Data rows:
☆ ☆ ☆ ☆ ☆

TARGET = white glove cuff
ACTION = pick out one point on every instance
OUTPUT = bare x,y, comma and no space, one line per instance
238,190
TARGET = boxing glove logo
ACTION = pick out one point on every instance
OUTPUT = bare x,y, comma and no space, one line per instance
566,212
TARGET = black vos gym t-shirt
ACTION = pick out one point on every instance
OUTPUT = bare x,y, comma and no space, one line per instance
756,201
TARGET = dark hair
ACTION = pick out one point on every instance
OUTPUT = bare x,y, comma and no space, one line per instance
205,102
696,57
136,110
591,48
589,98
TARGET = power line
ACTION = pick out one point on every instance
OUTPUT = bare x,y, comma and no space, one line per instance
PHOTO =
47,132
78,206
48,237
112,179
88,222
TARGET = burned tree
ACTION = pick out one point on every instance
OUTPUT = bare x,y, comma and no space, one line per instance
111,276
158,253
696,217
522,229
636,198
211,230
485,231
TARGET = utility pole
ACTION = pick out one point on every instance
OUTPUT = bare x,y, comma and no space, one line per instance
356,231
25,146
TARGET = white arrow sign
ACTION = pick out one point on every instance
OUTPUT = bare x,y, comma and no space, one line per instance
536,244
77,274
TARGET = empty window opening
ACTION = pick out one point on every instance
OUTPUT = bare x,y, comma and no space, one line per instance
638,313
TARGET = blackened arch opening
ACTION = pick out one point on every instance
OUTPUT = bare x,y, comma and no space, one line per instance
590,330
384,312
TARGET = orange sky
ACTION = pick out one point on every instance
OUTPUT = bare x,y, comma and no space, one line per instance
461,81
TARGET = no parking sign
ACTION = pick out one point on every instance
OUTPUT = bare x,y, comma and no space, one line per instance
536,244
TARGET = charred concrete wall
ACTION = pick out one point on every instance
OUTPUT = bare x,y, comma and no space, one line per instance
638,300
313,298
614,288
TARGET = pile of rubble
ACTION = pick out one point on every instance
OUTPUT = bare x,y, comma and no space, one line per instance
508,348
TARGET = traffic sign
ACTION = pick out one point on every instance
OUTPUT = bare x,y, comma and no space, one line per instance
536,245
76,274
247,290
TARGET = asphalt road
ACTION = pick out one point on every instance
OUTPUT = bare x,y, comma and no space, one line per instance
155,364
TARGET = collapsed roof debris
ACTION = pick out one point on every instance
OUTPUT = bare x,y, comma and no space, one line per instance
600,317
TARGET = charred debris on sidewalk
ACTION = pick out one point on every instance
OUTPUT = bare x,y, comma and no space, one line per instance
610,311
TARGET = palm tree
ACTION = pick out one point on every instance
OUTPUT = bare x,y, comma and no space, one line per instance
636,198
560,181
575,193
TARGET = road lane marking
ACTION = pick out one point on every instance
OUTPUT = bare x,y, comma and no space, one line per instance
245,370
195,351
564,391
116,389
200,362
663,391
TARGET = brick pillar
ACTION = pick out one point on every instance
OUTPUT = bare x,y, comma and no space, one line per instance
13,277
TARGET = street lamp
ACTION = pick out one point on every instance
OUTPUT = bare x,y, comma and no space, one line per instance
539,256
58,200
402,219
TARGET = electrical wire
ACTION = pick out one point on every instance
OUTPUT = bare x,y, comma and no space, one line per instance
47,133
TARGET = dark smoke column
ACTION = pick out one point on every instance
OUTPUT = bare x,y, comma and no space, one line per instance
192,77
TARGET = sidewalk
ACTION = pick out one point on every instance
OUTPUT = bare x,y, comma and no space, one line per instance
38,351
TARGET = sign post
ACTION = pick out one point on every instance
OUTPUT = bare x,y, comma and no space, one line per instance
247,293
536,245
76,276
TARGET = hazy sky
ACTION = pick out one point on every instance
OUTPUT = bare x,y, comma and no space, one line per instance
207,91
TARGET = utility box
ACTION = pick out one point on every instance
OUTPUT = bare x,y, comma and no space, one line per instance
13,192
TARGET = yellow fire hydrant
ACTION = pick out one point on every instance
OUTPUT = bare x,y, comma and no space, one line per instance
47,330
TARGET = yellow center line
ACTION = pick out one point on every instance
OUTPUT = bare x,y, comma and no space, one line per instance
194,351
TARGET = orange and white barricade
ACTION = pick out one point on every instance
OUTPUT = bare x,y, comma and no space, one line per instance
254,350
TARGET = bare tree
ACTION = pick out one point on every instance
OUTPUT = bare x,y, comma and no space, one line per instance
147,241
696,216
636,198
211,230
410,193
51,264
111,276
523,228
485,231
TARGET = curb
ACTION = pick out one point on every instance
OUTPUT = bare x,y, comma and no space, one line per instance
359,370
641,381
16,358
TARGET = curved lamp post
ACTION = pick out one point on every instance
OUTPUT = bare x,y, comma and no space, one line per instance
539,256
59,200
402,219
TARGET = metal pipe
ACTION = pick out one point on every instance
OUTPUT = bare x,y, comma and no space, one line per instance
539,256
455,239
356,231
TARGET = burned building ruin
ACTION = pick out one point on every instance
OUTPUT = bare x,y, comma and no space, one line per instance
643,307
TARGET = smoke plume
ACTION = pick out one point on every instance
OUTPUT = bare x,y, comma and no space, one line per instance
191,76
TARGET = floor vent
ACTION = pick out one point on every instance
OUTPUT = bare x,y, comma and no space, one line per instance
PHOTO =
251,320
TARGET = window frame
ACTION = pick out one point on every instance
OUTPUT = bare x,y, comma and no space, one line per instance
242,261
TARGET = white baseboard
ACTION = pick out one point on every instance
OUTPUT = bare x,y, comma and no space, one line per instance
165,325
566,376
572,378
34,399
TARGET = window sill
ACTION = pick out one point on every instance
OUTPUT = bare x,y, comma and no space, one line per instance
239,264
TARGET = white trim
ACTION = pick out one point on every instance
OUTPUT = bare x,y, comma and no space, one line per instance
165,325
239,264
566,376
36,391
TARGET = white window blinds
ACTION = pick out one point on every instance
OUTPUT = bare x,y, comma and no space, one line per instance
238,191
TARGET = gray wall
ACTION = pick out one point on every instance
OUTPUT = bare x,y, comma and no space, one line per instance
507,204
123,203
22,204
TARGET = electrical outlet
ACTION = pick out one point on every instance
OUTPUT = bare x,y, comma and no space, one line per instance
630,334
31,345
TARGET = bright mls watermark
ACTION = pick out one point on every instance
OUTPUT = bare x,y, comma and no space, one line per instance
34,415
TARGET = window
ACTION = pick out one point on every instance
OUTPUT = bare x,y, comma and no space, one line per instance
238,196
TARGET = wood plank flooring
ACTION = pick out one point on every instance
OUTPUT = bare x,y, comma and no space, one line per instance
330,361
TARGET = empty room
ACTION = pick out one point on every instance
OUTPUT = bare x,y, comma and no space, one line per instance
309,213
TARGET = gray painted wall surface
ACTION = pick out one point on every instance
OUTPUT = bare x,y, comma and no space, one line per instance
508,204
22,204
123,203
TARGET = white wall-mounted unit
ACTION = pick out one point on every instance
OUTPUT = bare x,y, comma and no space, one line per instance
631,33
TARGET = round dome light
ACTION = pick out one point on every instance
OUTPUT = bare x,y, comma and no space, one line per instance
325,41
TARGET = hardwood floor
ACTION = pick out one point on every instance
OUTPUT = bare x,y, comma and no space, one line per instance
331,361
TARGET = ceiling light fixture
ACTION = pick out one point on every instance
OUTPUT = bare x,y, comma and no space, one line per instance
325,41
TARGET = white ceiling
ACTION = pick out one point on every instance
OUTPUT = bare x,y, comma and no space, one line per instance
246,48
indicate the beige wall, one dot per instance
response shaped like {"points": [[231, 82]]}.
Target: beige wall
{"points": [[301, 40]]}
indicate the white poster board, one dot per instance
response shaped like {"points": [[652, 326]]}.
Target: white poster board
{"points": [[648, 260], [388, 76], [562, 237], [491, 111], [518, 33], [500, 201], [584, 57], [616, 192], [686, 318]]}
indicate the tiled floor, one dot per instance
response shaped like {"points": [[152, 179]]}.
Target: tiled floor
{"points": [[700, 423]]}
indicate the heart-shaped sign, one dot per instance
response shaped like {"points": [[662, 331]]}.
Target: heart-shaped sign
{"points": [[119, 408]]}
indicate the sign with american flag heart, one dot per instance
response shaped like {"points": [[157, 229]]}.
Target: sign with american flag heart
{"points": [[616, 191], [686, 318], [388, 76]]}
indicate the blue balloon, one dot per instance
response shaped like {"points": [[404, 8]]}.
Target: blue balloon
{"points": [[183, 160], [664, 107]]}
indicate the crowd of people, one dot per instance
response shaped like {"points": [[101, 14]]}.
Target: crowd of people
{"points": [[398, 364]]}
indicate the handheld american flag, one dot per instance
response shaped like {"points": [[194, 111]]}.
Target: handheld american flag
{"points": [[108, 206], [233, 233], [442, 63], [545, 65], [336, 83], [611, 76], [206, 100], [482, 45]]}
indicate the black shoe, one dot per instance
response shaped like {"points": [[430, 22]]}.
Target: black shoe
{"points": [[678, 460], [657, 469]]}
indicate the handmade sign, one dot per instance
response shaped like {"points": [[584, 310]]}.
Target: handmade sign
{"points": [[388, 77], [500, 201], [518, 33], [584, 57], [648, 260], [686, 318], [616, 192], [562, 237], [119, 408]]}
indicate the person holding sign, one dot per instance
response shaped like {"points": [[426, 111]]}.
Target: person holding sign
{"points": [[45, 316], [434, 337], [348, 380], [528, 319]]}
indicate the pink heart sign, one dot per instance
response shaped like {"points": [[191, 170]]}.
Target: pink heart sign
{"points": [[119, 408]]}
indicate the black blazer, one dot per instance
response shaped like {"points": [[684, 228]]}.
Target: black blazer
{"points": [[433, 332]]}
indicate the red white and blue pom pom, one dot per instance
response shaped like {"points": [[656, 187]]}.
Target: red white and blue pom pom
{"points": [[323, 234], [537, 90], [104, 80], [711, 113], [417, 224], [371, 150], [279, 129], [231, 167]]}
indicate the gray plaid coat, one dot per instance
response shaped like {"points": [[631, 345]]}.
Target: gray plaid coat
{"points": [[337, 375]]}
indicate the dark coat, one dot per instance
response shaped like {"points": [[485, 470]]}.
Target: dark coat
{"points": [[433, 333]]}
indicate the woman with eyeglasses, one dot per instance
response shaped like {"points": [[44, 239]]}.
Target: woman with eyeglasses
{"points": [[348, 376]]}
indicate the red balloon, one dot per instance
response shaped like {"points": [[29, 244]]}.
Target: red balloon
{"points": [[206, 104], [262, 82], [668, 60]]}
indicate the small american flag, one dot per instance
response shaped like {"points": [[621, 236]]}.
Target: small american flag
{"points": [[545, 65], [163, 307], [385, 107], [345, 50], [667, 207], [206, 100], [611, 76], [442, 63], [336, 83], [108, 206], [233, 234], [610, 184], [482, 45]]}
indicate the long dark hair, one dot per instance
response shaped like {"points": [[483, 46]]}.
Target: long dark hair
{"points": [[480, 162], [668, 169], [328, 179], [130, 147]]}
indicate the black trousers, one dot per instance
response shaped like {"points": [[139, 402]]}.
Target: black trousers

☆ ☆ ☆ ☆ ☆

Problem details: Starting from the line containing "indicate the black blazer, one", repeat each line through the end of the entries, exactly.

Answer:
indicate the black blazer, one dot per instance
response shaped like {"points": [[684, 228]]}.
Target: black blazer
{"points": [[433, 332]]}
indicate the red white and blue pom pom, one dot per instance
response shaped like {"points": [[656, 187]]}.
Target: red white and blue pom pom
{"points": [[323, 234], [537, 90], [104, 80], [711, 113], [417, 224], [371, 150], [279, 129], [231, 167]]}
indicate the gray plaid coat, one dot per instance
response shaped like {"points": [[631, 345]]}.
Target: gray plaid coat
{"points": [[337, 375]]}
indicate the dark coat, one dot per instance
response shaped like {"points": [[485, 470]]}.
Target: dark coat
{"points": [[433, 333]]}
indicate the woman with eyeglasses, one dot per instance
response shaped like {"points": [[44, 239]]}.
Target: woman with eyeglasses
{"points": [[348, 376]]}
indicate the red balloon, one dot per instance
response shaped like {"points": [[29, 244]]}.
Target: red balloon
{"points": [[206, 104], [262, 82], [668, 60]]}
indicate the small american flag, one dot per instance
response shaped like {"points": [[621, 236]]}.
Target: small american flag
{"points": [[545, 65], [163, 307], [385, 107], [345, 50], [667, 207], [206, 100], [611, 76], [442, 63], [336, 83], [108, 206], [233, 234], [610, 184], [482, 45]]}
indicate the long dark hair, one dot per instance
response shaped like {"points": [[483, 46]]}.
Target: long dark hair
{"points": [[480, 162], [668, 169], [328, 179], [130, 147]]}
indicate the black trousers, one dot per instance
response shaped like {"points": [[139, 402]]}.
Target: black trousers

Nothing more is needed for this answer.